Records from a dataset =
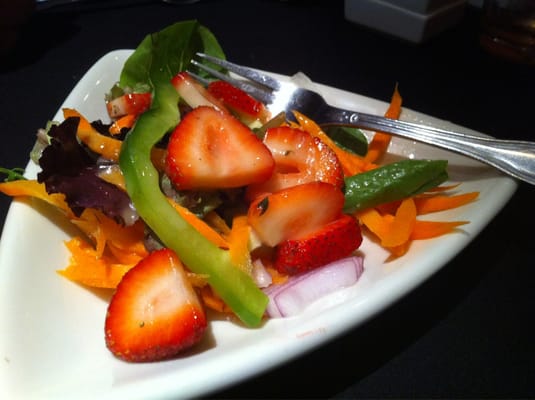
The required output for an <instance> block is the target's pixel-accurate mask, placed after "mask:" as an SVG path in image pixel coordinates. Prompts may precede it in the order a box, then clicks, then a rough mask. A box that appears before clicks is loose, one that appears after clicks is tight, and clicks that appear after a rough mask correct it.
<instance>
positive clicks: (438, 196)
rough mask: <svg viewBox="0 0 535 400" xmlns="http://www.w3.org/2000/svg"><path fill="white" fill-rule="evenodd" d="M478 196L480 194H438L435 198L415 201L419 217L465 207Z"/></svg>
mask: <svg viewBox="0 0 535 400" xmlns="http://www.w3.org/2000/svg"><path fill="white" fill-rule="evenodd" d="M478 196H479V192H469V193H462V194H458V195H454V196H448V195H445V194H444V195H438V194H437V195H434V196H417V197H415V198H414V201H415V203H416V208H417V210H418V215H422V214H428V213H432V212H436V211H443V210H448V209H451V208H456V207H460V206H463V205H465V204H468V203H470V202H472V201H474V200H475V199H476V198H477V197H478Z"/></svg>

--

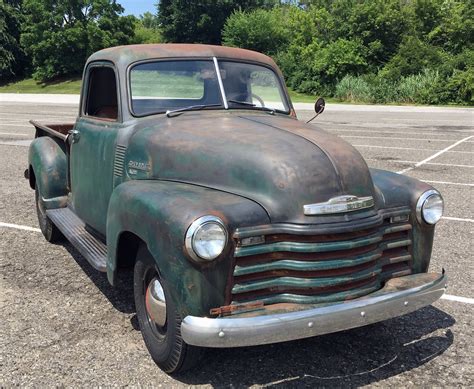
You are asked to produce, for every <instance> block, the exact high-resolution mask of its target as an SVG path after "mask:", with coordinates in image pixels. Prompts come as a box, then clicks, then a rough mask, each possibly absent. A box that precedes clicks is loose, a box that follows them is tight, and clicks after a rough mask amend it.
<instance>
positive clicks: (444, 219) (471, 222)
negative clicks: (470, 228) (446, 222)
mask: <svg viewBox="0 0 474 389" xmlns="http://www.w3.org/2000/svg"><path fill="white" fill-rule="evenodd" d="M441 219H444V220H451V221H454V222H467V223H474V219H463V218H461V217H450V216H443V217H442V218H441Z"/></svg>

--

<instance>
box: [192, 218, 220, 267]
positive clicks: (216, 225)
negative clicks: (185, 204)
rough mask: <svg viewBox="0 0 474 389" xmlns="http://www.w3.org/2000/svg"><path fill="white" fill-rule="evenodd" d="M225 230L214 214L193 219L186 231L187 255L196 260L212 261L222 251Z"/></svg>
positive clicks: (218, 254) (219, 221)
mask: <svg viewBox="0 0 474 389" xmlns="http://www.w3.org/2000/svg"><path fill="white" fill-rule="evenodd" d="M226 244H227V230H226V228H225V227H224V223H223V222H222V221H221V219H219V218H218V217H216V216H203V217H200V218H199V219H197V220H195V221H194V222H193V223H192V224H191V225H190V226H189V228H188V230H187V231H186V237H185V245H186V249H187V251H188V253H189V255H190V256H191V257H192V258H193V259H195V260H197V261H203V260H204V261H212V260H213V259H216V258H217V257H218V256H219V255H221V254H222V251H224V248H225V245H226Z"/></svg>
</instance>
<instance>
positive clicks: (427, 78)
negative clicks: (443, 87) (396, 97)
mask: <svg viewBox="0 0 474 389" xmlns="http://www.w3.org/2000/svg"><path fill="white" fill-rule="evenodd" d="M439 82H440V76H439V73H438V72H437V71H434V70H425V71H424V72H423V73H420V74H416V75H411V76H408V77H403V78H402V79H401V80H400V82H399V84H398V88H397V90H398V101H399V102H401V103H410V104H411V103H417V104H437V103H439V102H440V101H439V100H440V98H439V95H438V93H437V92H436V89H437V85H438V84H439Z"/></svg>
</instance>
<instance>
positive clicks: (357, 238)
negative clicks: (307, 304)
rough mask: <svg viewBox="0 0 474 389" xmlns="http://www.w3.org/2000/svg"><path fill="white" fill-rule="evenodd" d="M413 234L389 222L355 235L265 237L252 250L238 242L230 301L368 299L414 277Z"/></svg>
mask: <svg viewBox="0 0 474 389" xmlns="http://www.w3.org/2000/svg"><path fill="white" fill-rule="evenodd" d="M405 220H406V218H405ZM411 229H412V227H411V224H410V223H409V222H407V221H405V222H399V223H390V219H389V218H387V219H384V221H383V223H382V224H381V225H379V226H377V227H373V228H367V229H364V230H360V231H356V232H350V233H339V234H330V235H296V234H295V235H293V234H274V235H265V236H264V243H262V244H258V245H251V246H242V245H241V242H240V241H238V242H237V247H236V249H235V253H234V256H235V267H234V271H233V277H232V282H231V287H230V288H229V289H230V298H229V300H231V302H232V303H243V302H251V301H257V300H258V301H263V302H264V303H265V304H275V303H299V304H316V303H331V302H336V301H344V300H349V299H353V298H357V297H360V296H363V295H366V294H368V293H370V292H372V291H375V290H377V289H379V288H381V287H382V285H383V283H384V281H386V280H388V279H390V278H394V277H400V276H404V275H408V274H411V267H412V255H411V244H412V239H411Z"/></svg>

WHAT THE TASK REQUIRES = All that is needed is the exact run of lines above from the line containing "The required output" through the line containing "positive clicks: (438, 196)", both of them included.

RESPONSE TO THE EXERCISE =
The required output for an <instance> block is the target's pixel-accurate mask, placed after "mask:" as an SVG path in image pixel coordinates. Prompts may precede it in the order a box, then clicks, then a rough mask. A box that appears before clicks is loose, one that appears after clicks is tight, and clicks that appear after a rough mask correct it.
<instance>
positive clicks: (438, 196)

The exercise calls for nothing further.